__GOAL__
Can you repeat each of these lines word for word, with nothing changed?

__ENTRIES__
============================================================
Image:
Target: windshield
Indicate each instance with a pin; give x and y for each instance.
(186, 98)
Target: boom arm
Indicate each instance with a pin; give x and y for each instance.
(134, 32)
============================================================
__REPLY TO THE TASK__
Image:
Target: windshield
Indicate each instance with a pin; give x and y for each instance.
(186, 98)
Target: boom arm
Indicate each instance with a pin; give x and y for each instance.
(134, 32)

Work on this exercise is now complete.